Please write the next part of the passage on teaching risk management at universities, beginning after its last sentence.

PAGE:
#####

Secondary and higher education are critical. One of the enormous gaps that exists today is that it is still, surprisingly, unique at university level that the main curricula do not include risk. Not even engineers include it. If they think of risk, it is not the type of risk we see. Risk management is gradually making its way into agriculture, engineering, water management, psychology, education and law programmes. When I raise this and tell my colleagues in academia and university that we have to be much more serious about this, they say it is very difficult. I acknowledge it is difficult but they say there is no jobs market for this. There is, and it is developing rapidly. It is one of the big areas in which we do not have enough expertise. There is high demand for expertise in managing risks in all kinds of technical area. Strong academic networks around the world are trying to promote this but they are not yet there.

#####

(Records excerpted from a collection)
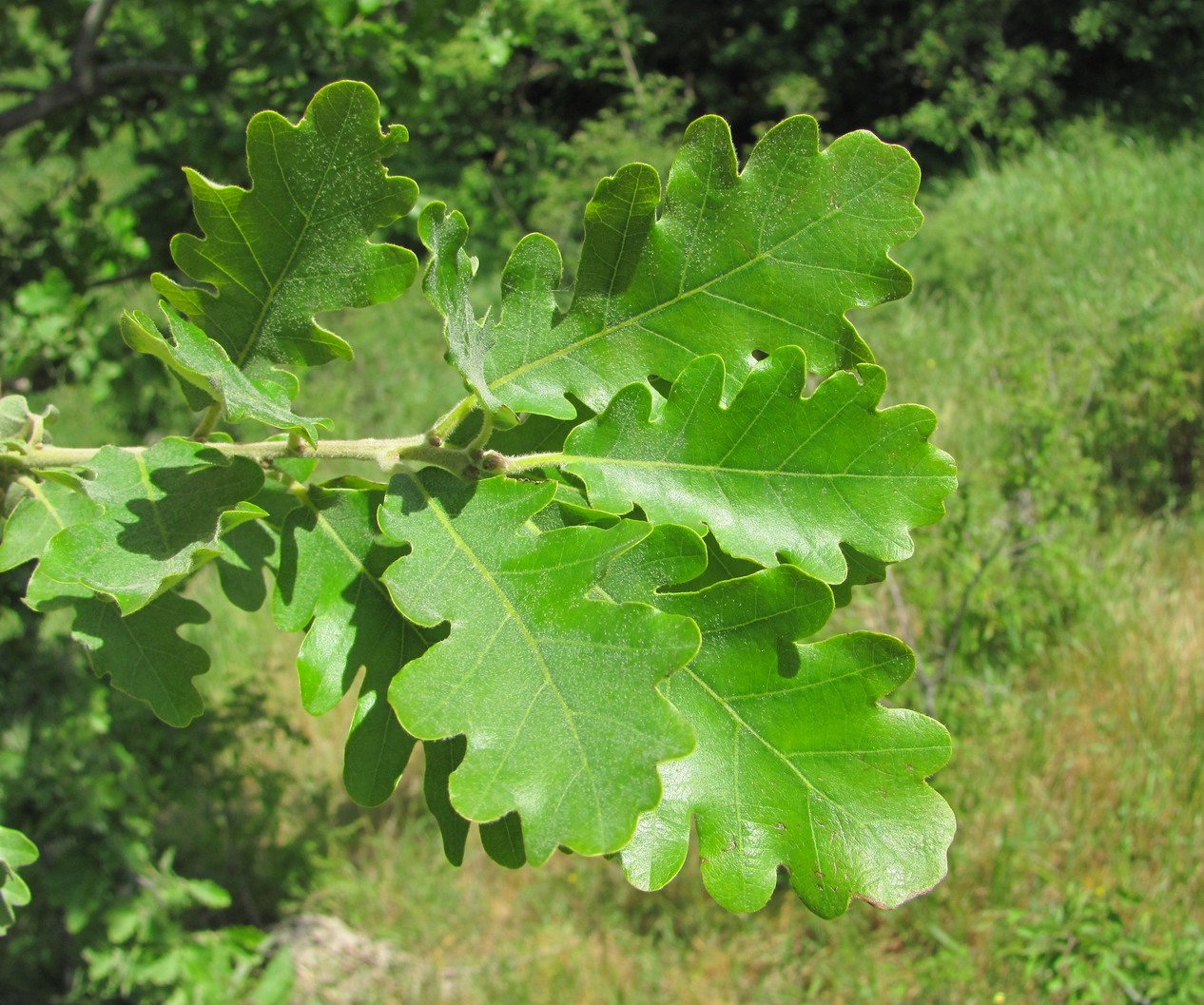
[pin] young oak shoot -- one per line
(590, 589)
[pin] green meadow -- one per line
(1058, 331)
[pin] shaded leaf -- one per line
(446, 285)
(773, 474)
(16, 851)
(143, 652)
(329, 585)
(769, 257)
(165, 511)
(295, 243)
(46, 510)
(553, 692)
(203, 362)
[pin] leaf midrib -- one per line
(257, 331)
(533, 644)
(637, 319)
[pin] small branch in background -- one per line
(619, 29)
(88, 78)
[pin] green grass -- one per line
(1077, 774)
(1077, 769)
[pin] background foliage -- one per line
(1056, 329)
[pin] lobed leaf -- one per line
(797, 764)
(734, 262)
(446, 285)
(553, 692)
(295, 243)
(331, 558)
(773, 474)
(143, 652)
(16, 851)
(165, 511)
(46, 510)
(200, 361)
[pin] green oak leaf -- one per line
(16, 851)
(143, 652)
(252, 549)
(295, 243)
(501, 839)
(196, 358)
(555, 692)
(331, 557)
(446, 285)
(736, 262)
(797, 764)
(46, 510)
(773, 474)
(165, 511)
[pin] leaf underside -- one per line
(294, 244)
(612, 648)
(818, 472)
(733, 262)
(553, 692)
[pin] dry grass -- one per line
(1085, 778)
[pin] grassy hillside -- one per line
(1058, 612)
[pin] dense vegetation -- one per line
(1056, 329)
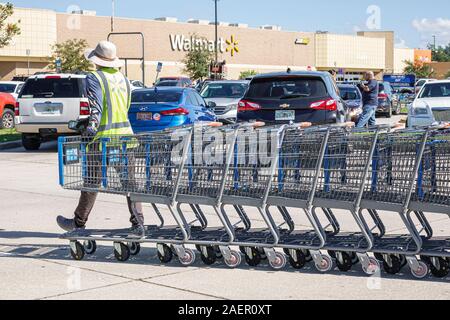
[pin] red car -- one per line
(7, 104)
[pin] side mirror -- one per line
(211, 104)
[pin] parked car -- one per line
(287, 97)
(46, 104)
(181, 81)
(225, 97)
(432, 105)
(421, 82)
(7, 104)
(136, 84)
(387, 100)
(353, 100)
(11, 87)
(160, 108)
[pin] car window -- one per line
(349, 94)
(286, 88)
(224, 90)
(8, 88)
(52, 88)
(436, 90)
(155, 96)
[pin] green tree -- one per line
(198, 60)
(7, 29)
(440, 53)
(71, 53)
(421, 70)
(248, 73)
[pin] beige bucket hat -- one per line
(104, 55)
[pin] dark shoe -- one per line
(67, 224)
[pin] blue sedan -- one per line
(161, 108)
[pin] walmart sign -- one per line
(180, 42)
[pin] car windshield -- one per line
(156, 96)
(349, 94)
(52, 88)
(224, 90)
(287, 88)
(168, 84)
(436, 90)
(8, 88)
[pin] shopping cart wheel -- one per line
(326, 264)
(121, 251)
(421, 271)
(254, 259)
(344, 261)
(135, 248)
(188, 258)
(440, 267)
(90, 246)
(392, 265)
(77, 250)
(373, 267)
(167, 254)
(298, 261)
(235, 259)
(210, 257)
(279, 262)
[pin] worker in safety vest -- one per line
(109, 94)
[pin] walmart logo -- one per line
(232, 46)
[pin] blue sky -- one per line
(414, 21)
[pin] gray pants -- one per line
(93, 180)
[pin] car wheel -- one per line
(7, 119)
(31, 142)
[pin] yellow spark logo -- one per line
(232, 45)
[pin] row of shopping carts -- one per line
(257, 182)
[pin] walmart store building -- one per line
(263, 49)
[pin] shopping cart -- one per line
(394, 170)
(148, 169)
(201, 185)
(432, 196)
(247, 184)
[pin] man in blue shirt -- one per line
(370, 100)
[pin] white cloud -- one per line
(439, 27)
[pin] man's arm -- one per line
(95, 96)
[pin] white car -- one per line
(46, 104)
(11, 87)
(432, 105)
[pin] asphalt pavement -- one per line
(36, 264)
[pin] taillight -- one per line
(175, 112)
(84, 108)
(17, 109)
(245, 105)
(327, 105)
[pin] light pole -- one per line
(113, 14)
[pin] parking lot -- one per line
(35, 264)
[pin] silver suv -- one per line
(46, 104)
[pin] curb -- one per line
(10, 145)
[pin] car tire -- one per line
(31, 142)
(7, 119)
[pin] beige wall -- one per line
(38, 34)
(389, 38)
(262, 50)
(400, 56)
(350, 52)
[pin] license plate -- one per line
(144, 116)
(284, 115)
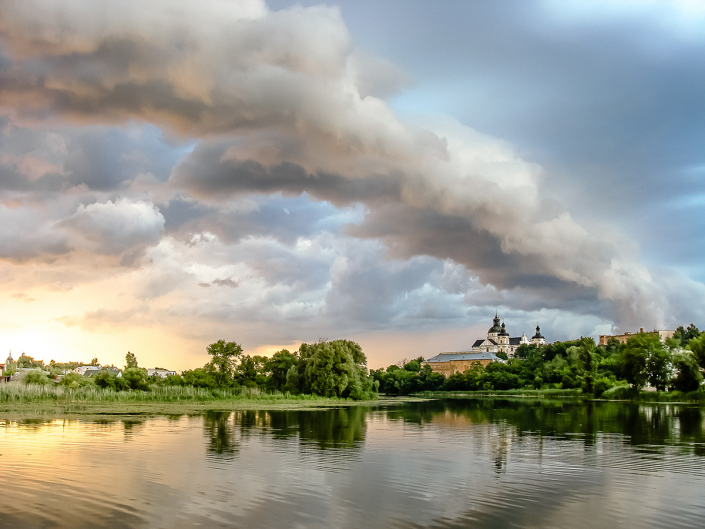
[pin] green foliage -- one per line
(199, 378)
(688, 376)
(36, 376)
(697, 346)
(173, 380)
(25, 361)
(645, 359)
(76, 380)
(107, 379)
(685, 335)
(130, 360)
(252, 371)
(278, 366)
(603, 371)
(334, 369)
(135, 378)
(224, 356)
(620, 392)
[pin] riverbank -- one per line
(674, 397)
(26, 401)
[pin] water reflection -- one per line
(443, 464)
(652, 424)
(340, 428)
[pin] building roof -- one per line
(447, 357)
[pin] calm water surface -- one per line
(463, 463)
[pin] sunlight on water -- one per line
(453, 464)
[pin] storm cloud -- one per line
(228, 144)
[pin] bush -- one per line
(688, 377)
(75, 381)
(135, 378)
(621, 392)
(36, 376)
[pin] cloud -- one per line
(108, 320)
(113, 228)
(281, 104)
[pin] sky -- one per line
(393, 172)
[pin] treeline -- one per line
(329, 369)
(613, 371)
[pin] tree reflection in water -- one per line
(339, 428)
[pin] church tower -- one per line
(537, 338)
(495, 330)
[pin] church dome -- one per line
(495, 328)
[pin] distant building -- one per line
(163, 373)
(450, 363)
(483, 351)
(622, 338)
(499, 341)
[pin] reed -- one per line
(31, 393)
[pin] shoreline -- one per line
(91, 409)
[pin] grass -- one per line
(521, 393)
(625, 395)
(18, 399)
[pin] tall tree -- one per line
(130, 360)
(224, 356)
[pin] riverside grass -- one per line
(627, 395)
(20, 400)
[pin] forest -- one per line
(335, 368)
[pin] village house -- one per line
(160, 372)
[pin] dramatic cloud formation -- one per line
(238, 168)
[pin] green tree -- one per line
(685, 335)
(130, 360)
(688, 376)
(279, 365)
(224, 355)
(697, 345)
(135, 378)
(336, 368)
(199, 378)
(27, 361)
(76, 380)
(36, 376)
(645, 359)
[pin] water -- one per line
(471, 463)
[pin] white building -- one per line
(163, 373)
(81, 370)
(499, 341)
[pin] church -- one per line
(499, 341)
(483, 351)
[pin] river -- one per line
(443, 464)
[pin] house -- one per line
(450, 363)
(87, 371)
(483, 351)
(160, 372)
(499, 341)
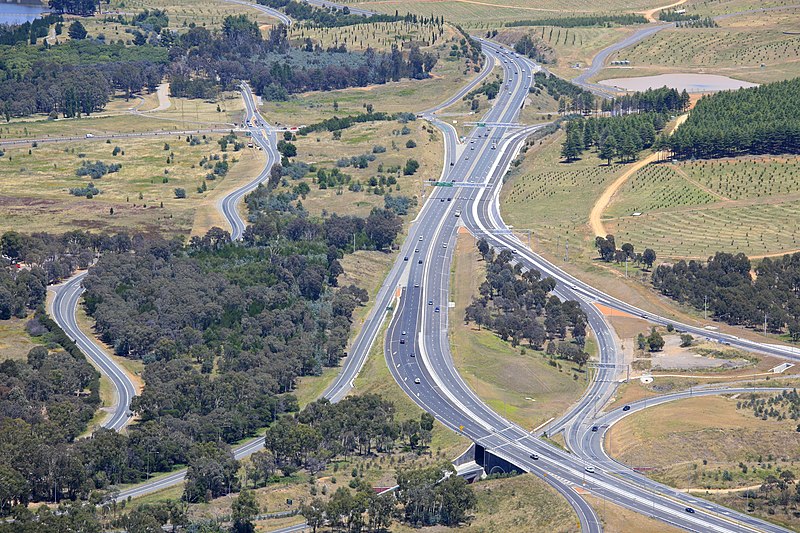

#####

EXERCISE OUTPUT:
The other aspect of education is that if we include education about disasters in our country's geography, history, philosophy and religion curricula, we learn to live with our disasters. We learn from them in an active manner. It is integrated in our thinking and we get to know our country a little better. It is also easier to talk about things that in some places are seen to be rather traumatic events. I still meet many senior officials who say they do not want to talk to their people about disasters because they may panic. My humble answer, I hope, is that they will panic much more if they are not told, because with social media today, people have all kinds of information. If the authorities do not tell them anything, people will start second-guessing. The authorities do not have the right of interpretation any more unless they use it proactively, and this creates, in many instances, a serious confidence gap between people and their national authorities. Governments are more important than ever before because we want to have authority and we need an authoritative, credible voice, but if that is absent, social media are not a good substitute. They are good for many things but not to issue an authoritative opinion on the risk of an earthquake, for example.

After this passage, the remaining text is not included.